* start Provided data *

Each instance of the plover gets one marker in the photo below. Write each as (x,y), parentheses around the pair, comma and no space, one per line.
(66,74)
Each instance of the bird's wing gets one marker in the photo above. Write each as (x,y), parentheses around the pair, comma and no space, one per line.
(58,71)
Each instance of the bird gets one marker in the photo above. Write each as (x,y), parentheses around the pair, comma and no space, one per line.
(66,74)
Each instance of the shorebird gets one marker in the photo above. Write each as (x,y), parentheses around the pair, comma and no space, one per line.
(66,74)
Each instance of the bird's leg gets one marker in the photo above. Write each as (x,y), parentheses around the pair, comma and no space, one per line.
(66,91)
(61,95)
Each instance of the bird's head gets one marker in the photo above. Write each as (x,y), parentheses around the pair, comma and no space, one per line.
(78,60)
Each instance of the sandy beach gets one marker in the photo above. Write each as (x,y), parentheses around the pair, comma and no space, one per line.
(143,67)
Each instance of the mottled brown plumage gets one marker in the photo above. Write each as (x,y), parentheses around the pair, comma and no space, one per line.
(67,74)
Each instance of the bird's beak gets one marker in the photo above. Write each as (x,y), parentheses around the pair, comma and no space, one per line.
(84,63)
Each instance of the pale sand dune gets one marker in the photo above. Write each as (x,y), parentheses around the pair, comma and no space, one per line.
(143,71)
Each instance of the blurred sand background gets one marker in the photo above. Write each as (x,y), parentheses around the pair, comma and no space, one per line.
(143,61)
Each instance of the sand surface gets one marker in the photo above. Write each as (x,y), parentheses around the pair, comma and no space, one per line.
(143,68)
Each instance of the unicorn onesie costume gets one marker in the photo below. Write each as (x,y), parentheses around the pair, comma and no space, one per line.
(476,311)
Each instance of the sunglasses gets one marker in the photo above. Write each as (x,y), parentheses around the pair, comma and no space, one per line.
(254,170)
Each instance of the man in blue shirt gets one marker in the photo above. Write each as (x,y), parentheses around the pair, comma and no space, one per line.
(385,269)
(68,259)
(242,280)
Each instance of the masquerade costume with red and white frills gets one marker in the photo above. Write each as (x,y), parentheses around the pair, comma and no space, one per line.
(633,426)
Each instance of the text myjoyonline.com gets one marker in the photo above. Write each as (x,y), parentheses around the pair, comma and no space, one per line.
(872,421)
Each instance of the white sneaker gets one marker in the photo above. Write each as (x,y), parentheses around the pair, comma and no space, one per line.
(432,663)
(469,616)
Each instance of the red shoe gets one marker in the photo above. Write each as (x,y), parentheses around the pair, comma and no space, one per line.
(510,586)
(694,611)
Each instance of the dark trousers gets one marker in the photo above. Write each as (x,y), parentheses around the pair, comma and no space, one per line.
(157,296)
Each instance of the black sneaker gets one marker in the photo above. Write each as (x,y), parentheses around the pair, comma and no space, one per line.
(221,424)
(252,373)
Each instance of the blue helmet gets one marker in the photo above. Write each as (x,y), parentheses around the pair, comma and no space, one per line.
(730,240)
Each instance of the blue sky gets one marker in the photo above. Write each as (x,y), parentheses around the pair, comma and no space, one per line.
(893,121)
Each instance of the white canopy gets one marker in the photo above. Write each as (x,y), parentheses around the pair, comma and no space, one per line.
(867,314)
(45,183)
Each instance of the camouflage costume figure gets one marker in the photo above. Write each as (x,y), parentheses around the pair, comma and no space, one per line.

* end Provided data *

Repeat all of the entries above, switching every occurrence of "one marker" to "a single point" and leaving everything else as it stands.

Complete response:
Each instance of the plover gets a single point in the photo below. Write each as (x,y), parentheses around the pair, comma and no space, one per line.
(66,74)
Each instance of the bird's wing gets a single point in the photo above. Write each as (x,y), parentheses around the pair, comma and no space, one per line.
(58,71)
Each instance of the bird gets a single point in the photo above. Write each as (x,y), parentheses around the pair, comma and no space, one per line.
(66,74)
Each instance of the shorebird gets a single point in the photo above. Write each as (x,y), parentheses around the pair, comma and no space, one per line.
(66,74)
Each instance of the bird's leg gets a single point in the photo above. Write each as (x,y), parentheses around the pair, comma and no space, one per line.
(66,91)
(61,95)
Each instance of the bird's head gets a single point in the photo above. Write each as (x,y), parentheses around the pair, comma and no space, one per line.
(78,60)
Each instance of the sandy beach gets a single point in the photo above. Write each as (x,y), parentheses around the pair, comma and no space, one per line.
(143,67)
Each instance of the mottled brown plumage gets a single point in the photo above. Write each as (x,y), parentheses around the pair, comma and no space, one per line.
(67,74)
Each instance of the bird's beak gets a single point in the photo above. Write each as (x,y), parentheses around the pair, comma and no space, one per line.
(84,63)
Each instance of the pale sand dune gets a single point in the photo above. Write each as (x,y), parentheses around the pair, comma and no space, one per line.
(143,71)
Each instance of the blurred sand background gets a single point in the photo above. Write each as (x,y), parentheses around the pair, comma and no space, one per line.
(143,61)
Each instance of the sand surface gets a single point in the photo above. Write each as (x,y), parentheses around the pair, comma and no space, one per line.
(143,68)
Each instance of the unicorn onesie costume gets a single point in the photo below. Write each as (x,y), parentheses around the pair, comma and no space, one per line.
(476,311)
Each instance of the sunglasses gets a single point in the photo above. Write each as (x,y), parentheses around the pair, comma and no space, one per line.
(254,170)
Each instance of the man in blue shirt gets a single point in the photo above. Write each as (x,y), parentheses around the pair, comma and no space, one per line.
(385,269)
(68,259)
(242,280)
Each instance of the masquerade costume with red and white frills gets a single point in the photo above. Write each as (x,y), parentheses around the pair, comma and no space, one per line.
(633,426)
Each instance of the text myjoyonline.com gets a single point in the photo above. Write each as (x,y), parentheses around the pair, comma and no space, one per line.
(872,421)
Each instance of the white sneaker gets a single point in the photo above. Write each as (x,y), parentheses around the pair, comma and no space, one per line.
(432,663)
(469,616)
Each instance of the red shoe gets a single point in the photo above. Write each as (x,y), parentheses around the pair, comma and no space, one per line.
(510,586)
(694,611)
Each instance of the dark trousers gets a single point in the photo above. Write each as (x,y), parentheses around the pair, comma and no space, one per line.
(157,296)
Each instance of the black sneaker gets a single point in the photo above. Write each as (x,y), parentheses around the pair, comma and no space, one per line.
(221,424)
(252,373)
Each instance of the blue helmet gets a single point in the photo above. Write each as (x,y), parentheses around the pair, comma and no space, one per line.
(730,240)
Each instance of the blue sky gets a single point in the photo above. Write each as (x,y), parentheses around the pair, comma and no space, one per line.
(893,121)
Each instance of the white canopy gets a single point in the photo above. Write each as (x,y), parentheses around the pair, comma and no space, one per line.
(867,314)
(45,183)
Each instance of the camouflage costume figure gets a single point in the photo above. Write each as (x,y), parentheses around the pair, comma and no space, one per line.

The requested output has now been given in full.